Count the rows below that contain the string "teal", treating case as significant, and give only that number.

· · · · ·

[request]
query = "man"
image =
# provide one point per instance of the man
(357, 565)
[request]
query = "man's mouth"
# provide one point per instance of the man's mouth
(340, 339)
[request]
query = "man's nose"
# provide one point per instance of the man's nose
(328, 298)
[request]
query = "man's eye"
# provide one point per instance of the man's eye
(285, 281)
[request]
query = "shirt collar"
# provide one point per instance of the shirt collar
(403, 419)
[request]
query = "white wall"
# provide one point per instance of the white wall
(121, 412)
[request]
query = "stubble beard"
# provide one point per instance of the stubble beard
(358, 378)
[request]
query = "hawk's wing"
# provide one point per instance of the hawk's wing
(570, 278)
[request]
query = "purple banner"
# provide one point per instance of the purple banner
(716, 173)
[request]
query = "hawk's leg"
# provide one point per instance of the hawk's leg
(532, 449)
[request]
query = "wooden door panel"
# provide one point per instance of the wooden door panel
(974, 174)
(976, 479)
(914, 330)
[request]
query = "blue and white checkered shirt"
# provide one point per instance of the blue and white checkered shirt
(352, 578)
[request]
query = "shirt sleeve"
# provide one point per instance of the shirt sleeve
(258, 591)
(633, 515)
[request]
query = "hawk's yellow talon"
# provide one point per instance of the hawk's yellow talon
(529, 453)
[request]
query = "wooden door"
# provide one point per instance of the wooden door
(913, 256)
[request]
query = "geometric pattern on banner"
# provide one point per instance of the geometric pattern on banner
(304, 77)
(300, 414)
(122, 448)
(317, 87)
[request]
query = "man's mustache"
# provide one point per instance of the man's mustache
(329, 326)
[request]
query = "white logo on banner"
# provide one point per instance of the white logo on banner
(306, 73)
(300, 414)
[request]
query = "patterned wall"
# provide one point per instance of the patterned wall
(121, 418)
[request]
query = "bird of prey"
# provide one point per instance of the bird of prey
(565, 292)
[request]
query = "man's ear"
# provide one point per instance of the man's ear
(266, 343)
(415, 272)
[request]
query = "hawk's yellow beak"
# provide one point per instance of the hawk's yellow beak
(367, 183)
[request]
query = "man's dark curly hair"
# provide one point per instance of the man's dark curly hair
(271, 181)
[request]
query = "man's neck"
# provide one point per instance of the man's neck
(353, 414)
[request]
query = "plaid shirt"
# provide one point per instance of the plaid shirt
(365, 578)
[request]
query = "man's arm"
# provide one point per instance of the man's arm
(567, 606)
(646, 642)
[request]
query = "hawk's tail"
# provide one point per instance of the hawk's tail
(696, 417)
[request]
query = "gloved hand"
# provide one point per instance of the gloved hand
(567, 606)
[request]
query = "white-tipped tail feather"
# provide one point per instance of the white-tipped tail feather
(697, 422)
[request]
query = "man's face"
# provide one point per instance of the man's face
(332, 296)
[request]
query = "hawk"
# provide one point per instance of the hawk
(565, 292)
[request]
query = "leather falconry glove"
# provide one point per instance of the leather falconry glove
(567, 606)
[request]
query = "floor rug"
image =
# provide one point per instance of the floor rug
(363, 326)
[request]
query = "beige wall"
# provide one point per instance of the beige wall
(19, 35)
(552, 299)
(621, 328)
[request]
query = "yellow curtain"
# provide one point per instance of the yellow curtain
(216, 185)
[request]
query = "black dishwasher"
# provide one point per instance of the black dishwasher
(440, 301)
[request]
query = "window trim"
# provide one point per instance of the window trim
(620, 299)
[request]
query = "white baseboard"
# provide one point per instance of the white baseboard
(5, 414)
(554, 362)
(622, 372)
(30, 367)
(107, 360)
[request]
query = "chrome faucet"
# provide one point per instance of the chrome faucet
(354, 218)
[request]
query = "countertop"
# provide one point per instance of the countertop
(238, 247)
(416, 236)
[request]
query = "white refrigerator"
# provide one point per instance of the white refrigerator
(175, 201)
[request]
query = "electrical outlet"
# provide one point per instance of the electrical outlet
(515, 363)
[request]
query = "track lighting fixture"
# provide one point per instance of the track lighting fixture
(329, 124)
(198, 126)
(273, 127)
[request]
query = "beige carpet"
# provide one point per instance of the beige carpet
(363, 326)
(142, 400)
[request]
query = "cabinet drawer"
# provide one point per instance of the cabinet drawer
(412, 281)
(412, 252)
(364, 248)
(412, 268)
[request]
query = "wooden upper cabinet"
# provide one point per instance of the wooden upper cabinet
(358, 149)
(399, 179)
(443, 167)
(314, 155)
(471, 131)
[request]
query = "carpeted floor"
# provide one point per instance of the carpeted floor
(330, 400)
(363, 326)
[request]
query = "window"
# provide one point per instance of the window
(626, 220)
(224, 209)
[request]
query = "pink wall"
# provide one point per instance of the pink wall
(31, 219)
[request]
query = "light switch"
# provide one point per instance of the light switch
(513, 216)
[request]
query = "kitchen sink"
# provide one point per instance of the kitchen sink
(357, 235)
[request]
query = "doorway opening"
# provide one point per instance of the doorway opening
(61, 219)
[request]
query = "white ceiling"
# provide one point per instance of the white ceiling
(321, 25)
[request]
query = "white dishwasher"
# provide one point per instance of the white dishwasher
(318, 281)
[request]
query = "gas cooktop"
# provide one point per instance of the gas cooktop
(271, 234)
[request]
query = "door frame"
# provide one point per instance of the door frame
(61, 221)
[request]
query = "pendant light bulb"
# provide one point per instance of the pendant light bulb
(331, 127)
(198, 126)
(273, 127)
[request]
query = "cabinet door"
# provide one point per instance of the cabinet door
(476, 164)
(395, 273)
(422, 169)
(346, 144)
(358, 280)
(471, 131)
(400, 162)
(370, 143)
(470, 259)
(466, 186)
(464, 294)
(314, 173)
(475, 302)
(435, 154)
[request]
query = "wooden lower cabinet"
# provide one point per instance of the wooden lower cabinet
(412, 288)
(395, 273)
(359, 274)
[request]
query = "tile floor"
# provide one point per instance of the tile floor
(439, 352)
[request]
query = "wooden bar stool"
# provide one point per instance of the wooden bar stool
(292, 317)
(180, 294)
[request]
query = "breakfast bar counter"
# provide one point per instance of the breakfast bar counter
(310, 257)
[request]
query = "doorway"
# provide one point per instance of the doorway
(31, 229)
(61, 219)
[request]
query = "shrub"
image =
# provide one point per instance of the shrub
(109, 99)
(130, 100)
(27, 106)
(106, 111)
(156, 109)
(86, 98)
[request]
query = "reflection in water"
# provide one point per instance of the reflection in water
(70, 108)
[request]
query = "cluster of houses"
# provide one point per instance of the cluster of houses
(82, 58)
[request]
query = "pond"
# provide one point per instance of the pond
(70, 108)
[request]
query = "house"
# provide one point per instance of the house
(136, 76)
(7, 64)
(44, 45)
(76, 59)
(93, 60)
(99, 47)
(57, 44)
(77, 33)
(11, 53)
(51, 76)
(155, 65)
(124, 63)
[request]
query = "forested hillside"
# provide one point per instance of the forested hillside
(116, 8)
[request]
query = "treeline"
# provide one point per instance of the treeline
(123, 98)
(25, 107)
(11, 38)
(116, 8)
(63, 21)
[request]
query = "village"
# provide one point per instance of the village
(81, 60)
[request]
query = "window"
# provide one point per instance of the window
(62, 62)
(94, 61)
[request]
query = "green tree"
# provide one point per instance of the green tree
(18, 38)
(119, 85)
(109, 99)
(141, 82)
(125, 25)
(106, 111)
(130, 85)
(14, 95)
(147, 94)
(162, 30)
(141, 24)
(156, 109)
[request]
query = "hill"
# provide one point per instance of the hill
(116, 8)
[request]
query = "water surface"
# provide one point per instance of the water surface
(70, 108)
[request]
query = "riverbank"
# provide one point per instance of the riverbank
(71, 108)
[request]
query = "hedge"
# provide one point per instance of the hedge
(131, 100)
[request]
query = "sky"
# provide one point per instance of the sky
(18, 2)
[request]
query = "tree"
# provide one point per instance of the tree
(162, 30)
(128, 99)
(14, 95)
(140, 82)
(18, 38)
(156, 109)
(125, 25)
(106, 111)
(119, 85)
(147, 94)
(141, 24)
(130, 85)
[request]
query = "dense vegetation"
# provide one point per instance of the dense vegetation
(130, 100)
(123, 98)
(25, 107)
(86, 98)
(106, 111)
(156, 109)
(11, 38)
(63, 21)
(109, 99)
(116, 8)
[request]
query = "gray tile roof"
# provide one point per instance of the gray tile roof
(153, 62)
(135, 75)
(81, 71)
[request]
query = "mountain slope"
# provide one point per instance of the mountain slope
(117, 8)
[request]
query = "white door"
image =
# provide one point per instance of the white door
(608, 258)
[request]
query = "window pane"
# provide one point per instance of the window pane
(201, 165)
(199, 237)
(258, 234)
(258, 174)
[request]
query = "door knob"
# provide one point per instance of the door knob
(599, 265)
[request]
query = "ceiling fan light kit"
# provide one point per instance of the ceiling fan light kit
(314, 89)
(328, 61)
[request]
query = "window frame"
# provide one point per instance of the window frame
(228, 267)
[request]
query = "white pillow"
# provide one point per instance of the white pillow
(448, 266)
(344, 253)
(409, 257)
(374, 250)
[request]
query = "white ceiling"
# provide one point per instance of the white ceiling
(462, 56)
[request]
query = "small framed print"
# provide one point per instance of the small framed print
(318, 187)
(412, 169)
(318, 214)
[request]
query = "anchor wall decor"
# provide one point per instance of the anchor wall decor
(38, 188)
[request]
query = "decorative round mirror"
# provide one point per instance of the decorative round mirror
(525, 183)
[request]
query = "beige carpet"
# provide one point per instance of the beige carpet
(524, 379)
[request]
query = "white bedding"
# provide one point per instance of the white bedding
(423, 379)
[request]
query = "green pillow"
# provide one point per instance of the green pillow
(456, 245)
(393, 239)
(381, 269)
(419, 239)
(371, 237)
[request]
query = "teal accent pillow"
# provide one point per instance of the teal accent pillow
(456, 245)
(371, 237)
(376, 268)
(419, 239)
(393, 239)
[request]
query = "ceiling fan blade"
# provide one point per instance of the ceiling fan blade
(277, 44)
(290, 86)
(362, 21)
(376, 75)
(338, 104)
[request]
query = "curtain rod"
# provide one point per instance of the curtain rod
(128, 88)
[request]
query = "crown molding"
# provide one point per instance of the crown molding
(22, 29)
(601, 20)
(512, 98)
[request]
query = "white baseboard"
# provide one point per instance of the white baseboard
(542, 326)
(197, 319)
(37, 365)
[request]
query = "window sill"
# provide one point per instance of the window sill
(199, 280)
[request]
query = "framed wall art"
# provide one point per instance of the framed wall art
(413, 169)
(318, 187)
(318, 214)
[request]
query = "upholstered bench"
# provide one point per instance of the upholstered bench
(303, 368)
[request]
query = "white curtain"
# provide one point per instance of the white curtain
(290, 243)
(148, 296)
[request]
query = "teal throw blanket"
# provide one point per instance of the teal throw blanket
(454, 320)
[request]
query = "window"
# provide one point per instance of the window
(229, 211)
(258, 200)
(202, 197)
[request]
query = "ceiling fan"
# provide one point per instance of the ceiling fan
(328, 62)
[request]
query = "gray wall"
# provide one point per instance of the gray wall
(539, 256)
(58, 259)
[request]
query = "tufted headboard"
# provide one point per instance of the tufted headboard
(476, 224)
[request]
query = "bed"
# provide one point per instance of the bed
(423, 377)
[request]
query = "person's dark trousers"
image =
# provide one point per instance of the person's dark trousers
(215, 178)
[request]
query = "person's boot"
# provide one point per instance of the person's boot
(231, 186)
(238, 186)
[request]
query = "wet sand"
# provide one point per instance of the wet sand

· · · · ·

FINAL RESULT: 4